[Stored data entries]

□ □ □ □ □

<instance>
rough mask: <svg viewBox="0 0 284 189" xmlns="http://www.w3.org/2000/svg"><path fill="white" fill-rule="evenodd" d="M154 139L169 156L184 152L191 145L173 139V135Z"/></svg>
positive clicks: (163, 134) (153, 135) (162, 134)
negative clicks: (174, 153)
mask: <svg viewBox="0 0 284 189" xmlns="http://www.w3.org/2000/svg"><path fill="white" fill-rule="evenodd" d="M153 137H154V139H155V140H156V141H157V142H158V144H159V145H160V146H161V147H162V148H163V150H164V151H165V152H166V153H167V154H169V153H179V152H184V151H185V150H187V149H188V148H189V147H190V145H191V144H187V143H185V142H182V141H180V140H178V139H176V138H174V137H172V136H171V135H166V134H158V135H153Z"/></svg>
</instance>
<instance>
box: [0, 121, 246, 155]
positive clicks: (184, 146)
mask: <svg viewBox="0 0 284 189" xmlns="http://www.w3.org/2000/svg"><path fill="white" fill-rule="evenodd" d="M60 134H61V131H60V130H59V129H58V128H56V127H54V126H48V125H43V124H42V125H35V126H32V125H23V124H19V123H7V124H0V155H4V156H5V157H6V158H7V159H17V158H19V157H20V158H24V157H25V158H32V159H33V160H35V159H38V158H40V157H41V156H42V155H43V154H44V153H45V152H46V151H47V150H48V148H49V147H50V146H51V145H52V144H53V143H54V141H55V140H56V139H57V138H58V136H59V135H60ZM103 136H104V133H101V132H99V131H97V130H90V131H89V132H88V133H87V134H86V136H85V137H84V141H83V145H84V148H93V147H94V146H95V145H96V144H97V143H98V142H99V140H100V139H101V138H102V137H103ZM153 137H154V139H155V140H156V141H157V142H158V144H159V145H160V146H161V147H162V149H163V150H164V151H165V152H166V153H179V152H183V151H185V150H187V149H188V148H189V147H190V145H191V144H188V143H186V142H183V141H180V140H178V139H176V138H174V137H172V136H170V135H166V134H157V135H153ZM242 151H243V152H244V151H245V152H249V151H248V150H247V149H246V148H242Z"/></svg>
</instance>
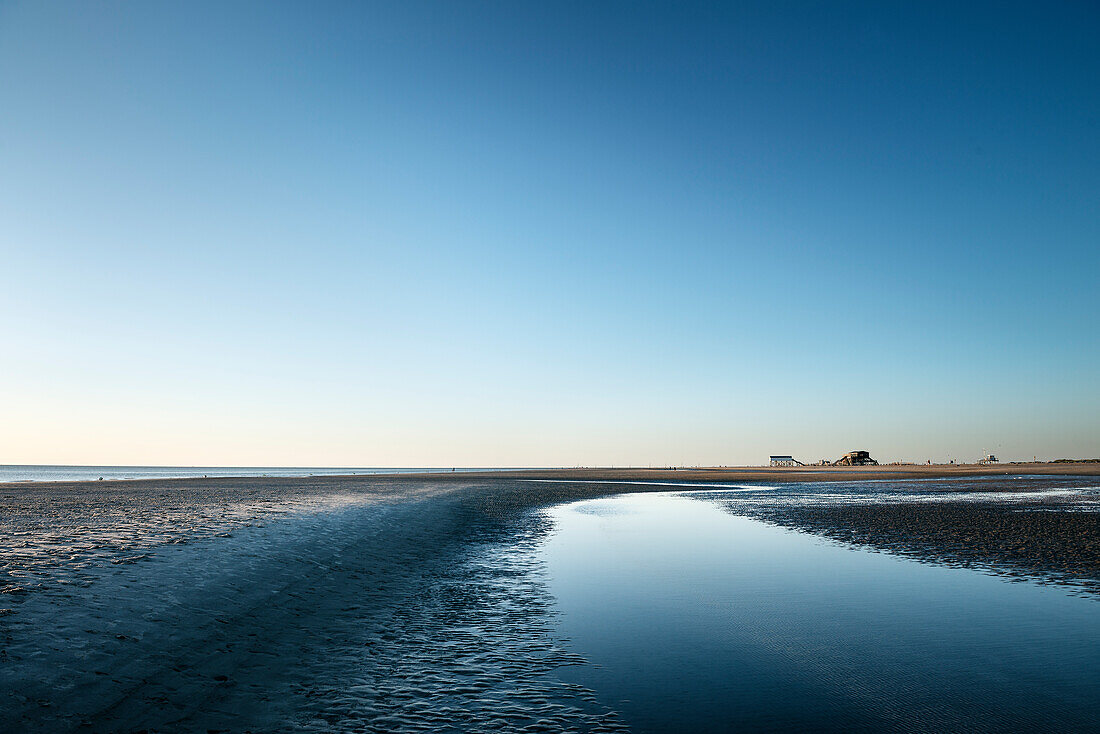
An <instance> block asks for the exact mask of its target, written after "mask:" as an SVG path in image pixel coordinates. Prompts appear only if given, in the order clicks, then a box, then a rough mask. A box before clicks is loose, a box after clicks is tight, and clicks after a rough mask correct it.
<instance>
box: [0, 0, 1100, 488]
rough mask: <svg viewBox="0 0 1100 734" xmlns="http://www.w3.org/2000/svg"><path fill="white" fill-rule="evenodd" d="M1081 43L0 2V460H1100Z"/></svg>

□ □ □ □ □

[What you will do]:
Set down the data above verbatim, omitting every image.

[Task answer]:
<instance>
rough mask: <svg viewBox="0 0 284 189" xmlns="http://www.w3.org/2000/svg"><path fill="white" fill-rule="evenodd" d="M154 139L169 156L184 152L191 145L173 139V135Z"/></svg>
positive clicks: (163, 134) (153, 135) (162, 134)
negative clicks: (174, 153)
mask: <svg viewBox="0 0 284 189" xmlns="http://www.w3.org/2000/svg"><path fill="white" fill-rule="evenodd" d="M153 137H154V139H155V140H156V141H157V142H158V144H159V145H160V146H161V147H162V148H163V150H164V151H165V152H166V153H167V154H169V153H179V152H184V151H185V150H187V149H188V148H189V147H190V145H191V144H187V143H185V142H182V141H180V140H178V139H176V138H174V137H172V136H171V135H166V134H158V135H153Z"/></svg>
</instance>
<instance>
box: [0, 121, 246, 155]
positive clicks: (184, 146)
mask: <svg viewBox="0 0 284 189" xmlns="http://www.w3.org/2000/svg"><path fill="white" fill-rule="evenodd" d="M60 134H61V131H60V130H59V129H58V128H56V127H54V126H48V125H43V124H42V125H35V126H32V125H23V124H19V123H7V124H0V155H4V156H5V157H6V158H7V159H17V158H19V157H20V158H24V157H25V158H32V159H33V160H35V159H38V158H40V157H41V156H42V155H43V154H44V153H45V152H46V151H47V150H48V148H49V147H50V146H51V145H52V144H53V143H54V141H55V140H56V139H57V138H58V136H59V135H60ZM103 136H104V133H101V132H99V131H97V130H90V131H89V132H88V133H87V134H86V136H85V137H84V141H83V145H84V148H93V147H94V146H95V145H96V144H97V143H98V142H99V140H100V139H101V138H102V137H103ZM153 137H154V139H155V140H156V141H157V142H158V144H159V145H160V146H161V147H162V149H163V150H164V151H165V152H166V153H179V152H183V151H185V150H187V149H188V148H189V147H190V145H191V144H188V143H186V142H183V141H180V140H178V139H176V138H174V137H172V136H170V135H166V134H157V135H153ZM242 151H243V152H244V151H245V152H249V151H248V150H247V149H246V148H242Z"/></svg>
</instance>
An <instance> block asks for the exact mask of its target, written after "mask:" as an SVG path in image pixel coordinates. Prompts appear only if given, in the order clicks, then a box, then a rough mask. A box before clicks is loose, a box after clicks is tight, and clicks after a rough mask correct it.
<instance>
box: [0, 0, 1100, 488]
rough mask: <svg viewBox="0 0 1100 734" xmlns="http://www.w3.org/2000/svg"><path fill="white" fill-rule="evenodd" d="M1081 43L0 2V460H1100Z"/></svg>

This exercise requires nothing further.